Nazdar's 153 wide-format inkjets

Nazdar’s 153 wide-format inkjets

The manufacturer has produced three new inkjet inks for a range of wide-format cartridges.

The company revealed that the three new inks will be introduced at the Sign & Digital UK event, held from 24 to 26 March at the NEC in Birmingham, England, with the inks including the 153 series for Mimaki printers alongside two new UV inks, the 720 and 260 series.

The 153 series is designed for use in Mimaki’s JV3, JV5, CJV and JV33 machines, with “exceptional compatibility, quality and cost-effectiveness” offered alongside a ‘plug and play’ conversion from OEM to Nazdar ink, which involves “simply swapping out” the OEM cartridges with Nazdar replacements “as they run out”, with “no profile changes” required due to the new inks being “an exact colour and performance match to the OEM inks”.

The 720 series meanwhile is UV inkjet ink “engineered with low-odour ingredients” while “maintaining the ultimate in adhesion characteristics”, as well as being “very flexible”, which “makes it perfect” for applications including pressure-sensitive vinyl, banners and window clings. The ink is resistant to “edge chipping”, so can also perform well on “rigid materials”, and offers “outstanding adhesion to acrylic materials”; and is available in six or nine colour sets, with the six including white and clear and the nine including orange, green and violet.

Finally, the 260 series UV inkjet ink is designed for “plug-and-play” compatibility with the Roland EcoUV inkjet set in 220ml cartridges including the four process colours and clear and white. The inks are also available in one litre containers for “non-heated printhead” printers, with the one litre sets including light cyan and light magenta; and are designed to be cured with a 395 nanometre LED lamp.

■ Record extracts ■
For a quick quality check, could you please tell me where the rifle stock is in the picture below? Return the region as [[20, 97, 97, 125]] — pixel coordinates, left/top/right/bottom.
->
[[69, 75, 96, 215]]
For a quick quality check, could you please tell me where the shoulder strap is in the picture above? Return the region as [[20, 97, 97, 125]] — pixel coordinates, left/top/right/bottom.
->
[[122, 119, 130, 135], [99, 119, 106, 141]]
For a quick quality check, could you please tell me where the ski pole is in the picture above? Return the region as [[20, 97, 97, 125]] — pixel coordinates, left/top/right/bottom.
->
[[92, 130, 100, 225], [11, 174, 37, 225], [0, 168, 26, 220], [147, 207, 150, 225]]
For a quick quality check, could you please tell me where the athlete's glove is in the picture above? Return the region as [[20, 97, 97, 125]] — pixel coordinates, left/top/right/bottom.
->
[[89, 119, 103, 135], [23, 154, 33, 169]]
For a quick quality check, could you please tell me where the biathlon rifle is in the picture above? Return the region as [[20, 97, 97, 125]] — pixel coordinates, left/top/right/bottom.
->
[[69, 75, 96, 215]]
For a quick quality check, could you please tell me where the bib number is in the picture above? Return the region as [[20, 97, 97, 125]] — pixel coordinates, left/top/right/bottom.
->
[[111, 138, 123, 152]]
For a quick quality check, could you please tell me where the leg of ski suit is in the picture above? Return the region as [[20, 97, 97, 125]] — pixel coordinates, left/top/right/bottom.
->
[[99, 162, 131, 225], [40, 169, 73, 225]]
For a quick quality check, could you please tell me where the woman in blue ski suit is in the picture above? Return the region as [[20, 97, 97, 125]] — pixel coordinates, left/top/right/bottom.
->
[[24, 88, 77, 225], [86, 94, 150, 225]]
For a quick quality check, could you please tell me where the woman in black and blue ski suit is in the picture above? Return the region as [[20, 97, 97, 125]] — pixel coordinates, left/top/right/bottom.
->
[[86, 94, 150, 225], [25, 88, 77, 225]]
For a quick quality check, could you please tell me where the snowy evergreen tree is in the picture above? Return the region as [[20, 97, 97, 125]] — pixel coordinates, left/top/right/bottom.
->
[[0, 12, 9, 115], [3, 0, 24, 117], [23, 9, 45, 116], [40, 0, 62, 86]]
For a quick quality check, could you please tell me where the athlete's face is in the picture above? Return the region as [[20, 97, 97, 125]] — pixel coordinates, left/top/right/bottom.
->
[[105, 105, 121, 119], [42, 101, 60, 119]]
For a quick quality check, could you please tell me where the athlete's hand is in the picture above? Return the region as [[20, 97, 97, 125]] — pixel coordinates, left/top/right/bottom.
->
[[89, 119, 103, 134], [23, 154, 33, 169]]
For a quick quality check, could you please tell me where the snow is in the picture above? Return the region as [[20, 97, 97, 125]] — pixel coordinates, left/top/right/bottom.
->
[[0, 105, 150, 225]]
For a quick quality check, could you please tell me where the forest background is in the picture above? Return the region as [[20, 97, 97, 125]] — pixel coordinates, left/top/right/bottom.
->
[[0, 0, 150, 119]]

■ Task objective ■
Pick up the article on Nazdar's new inkjet inks after its final sentence and keep it going. This material has nothing to do with the text about Nazdar's new inkjet inks.

■ Answer below ■
Martin Burns, Global Market Segment Manager  for Digital Solvent and Aqueous at Nazdar, commented: “The addition of the 153 Series – in conjunction with the suitability of our 133 Series for the JV33, CJV and JV300 – puts the Nazdar ink offering in the strongest of positions from which to serve the wide format market.

“Nazdar can now offer better value ink options for all the major solvent inkjet printers, increasing the competitiveness and profitability of our users. Not only are these users buying better value inks from a prestigious UK manufacturer, they also have the back up and support of the strongest ink warranty in the market.”

Rich Dunklee, Global Market Segment Manager for UV Inkjet at Nazdar, added: “The two new Nazdar UV products offer different but important advantages for the user. The 260 series is about giving convenience, ease of use and maximum savings when installed in Roland EcoUV printers and has excellent characteristics for use on a wider range of platforms.

“The 720 series however is very much geared towards providing enhanced print features such as colour, adhesion, flexibility and chip resistance. We see the 720 as an ink upgrade for a wide range of UV printers including HP, Durst and Agfa.”